Document passage
=== Begin Enclosure ===

Tigran Hayrapetyan, lawyer; Karen Mezhlumyan, Coordinator at the Committee for Protection of Lawyers’ Rights at the Chamber of Advocates of RA; and Kristina Gevorgyan, Head of the Foundation against Violation of Law, spoke on the case at the Media Center.
Human rights defenders and lawyers describe the criminal case against Tigran Hayrapetyan as an attempt to silence an active lawyer and frighten others.
On May 27, 2015 the case was opened against Tigran Hayrapetyan on the alleged basis that the lawyer had not followed the correct procedure while representing his client, Zhuleta Amarikyan. Zhuleta Amarikyan – according to her lawyer Tigran Hayrapetyan – was taken to Avan Psychiatric Center upon her relatives’ request. The court decided on an application for compulsory treatment order. During the twenty-eight days Amarikyan spent in the psychiatric center she suffered from torture and inhuman treatment, the lawyer said.
The investigation of Amarikyan’s case is underway and the lawyer solicited advice from international medical experts. The investigator, though, dismissed the lawyer’s petition.
“I allegedly hindered the medical examination with my petitions and, I am also accused of asking the experts provocative questions,” Hayrapetyan said.
Hayrapetyan told the journalists that he had a face to face meeting with the investigator who confirmed that the case was dismissed and the Special Investigative Committee will issue a statement on August 25.
It was an attempt to exert pressure not only on lawyer Tigran Hayrapetyan but on the entire community of lawyers, Karen Mezhlumyan believes.

=== End Enclosure ===

What is needed
Extend the report above on the criminal case against lawyer Tigran Hayrapetyan, picking up right after its final sentence.

Record set
=== Begin Enclosure ===

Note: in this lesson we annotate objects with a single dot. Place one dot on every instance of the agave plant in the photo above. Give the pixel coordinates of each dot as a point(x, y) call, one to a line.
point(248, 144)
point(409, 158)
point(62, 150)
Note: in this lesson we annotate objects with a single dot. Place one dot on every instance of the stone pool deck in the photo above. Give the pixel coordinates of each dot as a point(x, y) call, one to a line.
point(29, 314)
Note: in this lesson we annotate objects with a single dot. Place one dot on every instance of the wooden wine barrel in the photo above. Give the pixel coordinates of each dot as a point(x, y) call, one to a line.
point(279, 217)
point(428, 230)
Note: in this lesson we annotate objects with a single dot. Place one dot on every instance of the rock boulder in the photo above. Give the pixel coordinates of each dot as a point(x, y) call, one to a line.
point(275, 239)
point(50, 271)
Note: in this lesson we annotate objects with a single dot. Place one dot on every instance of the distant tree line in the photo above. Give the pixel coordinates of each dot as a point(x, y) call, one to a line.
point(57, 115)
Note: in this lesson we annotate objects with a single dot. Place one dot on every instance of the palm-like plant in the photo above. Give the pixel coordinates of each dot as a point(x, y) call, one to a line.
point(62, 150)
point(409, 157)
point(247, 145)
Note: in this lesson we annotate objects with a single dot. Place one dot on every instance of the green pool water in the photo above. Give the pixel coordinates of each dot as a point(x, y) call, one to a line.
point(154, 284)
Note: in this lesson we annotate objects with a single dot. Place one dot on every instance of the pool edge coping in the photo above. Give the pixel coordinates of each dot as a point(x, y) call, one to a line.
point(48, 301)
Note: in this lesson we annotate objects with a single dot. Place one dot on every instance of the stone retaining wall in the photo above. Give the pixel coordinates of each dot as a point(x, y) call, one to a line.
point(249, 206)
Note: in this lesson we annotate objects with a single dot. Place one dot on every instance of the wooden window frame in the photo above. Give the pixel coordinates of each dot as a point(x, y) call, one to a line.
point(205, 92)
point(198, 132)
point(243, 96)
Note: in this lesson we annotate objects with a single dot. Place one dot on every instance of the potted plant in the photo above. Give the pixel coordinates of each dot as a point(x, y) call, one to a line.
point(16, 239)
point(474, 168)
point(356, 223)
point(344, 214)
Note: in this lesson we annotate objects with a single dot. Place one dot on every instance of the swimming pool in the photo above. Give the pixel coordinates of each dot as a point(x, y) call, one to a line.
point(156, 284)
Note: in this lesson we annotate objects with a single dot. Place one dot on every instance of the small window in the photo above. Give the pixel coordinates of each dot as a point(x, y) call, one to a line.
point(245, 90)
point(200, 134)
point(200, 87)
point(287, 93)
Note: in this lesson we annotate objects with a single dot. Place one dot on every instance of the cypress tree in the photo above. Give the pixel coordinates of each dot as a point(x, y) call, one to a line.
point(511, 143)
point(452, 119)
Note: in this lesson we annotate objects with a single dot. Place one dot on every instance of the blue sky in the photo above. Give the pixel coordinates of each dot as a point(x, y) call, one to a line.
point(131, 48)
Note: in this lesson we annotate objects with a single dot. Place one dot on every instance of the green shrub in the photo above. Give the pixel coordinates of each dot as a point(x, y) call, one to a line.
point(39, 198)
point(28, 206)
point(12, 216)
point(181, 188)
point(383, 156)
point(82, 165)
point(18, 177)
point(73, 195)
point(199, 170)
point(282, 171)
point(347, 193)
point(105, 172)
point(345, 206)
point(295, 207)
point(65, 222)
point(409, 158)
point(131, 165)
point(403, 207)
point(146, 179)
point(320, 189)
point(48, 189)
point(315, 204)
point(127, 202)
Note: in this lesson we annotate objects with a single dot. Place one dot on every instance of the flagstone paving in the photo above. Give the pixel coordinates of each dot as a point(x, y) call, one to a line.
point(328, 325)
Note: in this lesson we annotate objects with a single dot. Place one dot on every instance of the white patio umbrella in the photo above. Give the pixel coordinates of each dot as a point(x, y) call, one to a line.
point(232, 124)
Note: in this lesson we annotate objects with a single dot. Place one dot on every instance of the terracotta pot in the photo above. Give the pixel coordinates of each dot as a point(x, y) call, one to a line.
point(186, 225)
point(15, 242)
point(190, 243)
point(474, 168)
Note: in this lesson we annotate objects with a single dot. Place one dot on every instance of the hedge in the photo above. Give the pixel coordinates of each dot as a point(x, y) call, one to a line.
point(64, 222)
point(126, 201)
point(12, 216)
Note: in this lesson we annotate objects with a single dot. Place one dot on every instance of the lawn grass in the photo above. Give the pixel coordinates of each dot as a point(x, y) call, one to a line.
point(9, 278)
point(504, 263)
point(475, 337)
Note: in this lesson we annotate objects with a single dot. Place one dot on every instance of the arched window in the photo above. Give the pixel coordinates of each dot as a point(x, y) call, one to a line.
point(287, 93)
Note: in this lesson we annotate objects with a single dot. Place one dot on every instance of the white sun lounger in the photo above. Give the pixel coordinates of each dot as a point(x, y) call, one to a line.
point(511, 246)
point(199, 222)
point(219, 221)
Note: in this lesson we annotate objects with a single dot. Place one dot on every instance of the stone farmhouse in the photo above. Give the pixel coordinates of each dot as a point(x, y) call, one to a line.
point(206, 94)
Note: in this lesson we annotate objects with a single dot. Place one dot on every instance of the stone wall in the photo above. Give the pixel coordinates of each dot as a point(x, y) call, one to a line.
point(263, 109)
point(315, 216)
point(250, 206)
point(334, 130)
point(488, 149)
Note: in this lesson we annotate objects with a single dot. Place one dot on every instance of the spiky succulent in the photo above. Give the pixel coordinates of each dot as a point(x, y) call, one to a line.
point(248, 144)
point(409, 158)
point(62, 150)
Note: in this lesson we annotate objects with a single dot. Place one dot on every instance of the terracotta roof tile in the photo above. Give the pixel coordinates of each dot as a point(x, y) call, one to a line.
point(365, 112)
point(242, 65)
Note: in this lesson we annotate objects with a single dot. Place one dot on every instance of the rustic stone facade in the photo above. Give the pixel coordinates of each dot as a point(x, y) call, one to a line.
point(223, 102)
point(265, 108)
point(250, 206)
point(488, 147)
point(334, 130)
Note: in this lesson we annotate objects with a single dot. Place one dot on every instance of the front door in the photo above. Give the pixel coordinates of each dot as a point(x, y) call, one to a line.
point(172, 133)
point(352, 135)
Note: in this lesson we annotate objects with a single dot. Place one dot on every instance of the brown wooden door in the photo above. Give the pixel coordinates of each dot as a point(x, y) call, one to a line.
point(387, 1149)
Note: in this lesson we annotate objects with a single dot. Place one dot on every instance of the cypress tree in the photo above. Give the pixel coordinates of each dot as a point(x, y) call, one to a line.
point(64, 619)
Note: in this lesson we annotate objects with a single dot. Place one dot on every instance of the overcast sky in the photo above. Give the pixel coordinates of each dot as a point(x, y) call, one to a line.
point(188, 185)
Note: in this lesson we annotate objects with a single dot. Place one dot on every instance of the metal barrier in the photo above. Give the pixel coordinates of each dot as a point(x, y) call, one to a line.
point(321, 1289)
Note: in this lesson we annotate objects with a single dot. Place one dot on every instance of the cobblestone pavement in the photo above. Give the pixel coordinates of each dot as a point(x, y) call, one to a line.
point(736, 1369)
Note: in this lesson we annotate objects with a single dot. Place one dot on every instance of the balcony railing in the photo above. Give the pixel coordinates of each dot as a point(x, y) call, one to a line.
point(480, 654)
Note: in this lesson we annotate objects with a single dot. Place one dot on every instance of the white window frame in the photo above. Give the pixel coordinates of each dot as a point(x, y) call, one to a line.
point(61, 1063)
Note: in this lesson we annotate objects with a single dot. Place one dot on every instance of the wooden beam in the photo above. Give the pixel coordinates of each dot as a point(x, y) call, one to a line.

=== End Enclosure ===

Reply
“NGOs which stayed current with the case have issued a joint statement. A lawyer defends the rights of a suffered person, files petitions and comes to the examination with questions which an investigator may later describe as provocative. Ara Zohrabyan, Head of the Chamber of Advocates, commented truly well that lawyers are supposed to ask provocative questions. It is our work. If we come across experts’ indifference, we have to ask questions. Actually, it is an attempt to silence an active lawyer and frighten others,” said Mezhlumyan.
For the civil society in the country this case was a criminal prosecution, Mezhlumyan believes.
The investigator, Kristina Gevorgyan said, was prosecuting Tigran Hayrapetyan to have Zhuleta Amarikyan’s case either dismissed or altered.
“We have kept abreast of Amarikyan’s case since Tigran Hayrapetyan has applied to us to involve international experts. At his request we contacted our Georgian colleagues but the investigator dismissed our petition because the Judicial Code of Armenia does not provide that an international expert can be involved in the examination committee,” Gevorgyan said.
Yet, the law does not specify cases when an international expert cannot be involved at a lawyer’s petition.
“Anyway, it was an obstacle. We had to solicit postponement of the examination as our experts needed all papers on the medical case history, previous examination conclusions to eventually conduct a proper examination,” Gevorgyan said.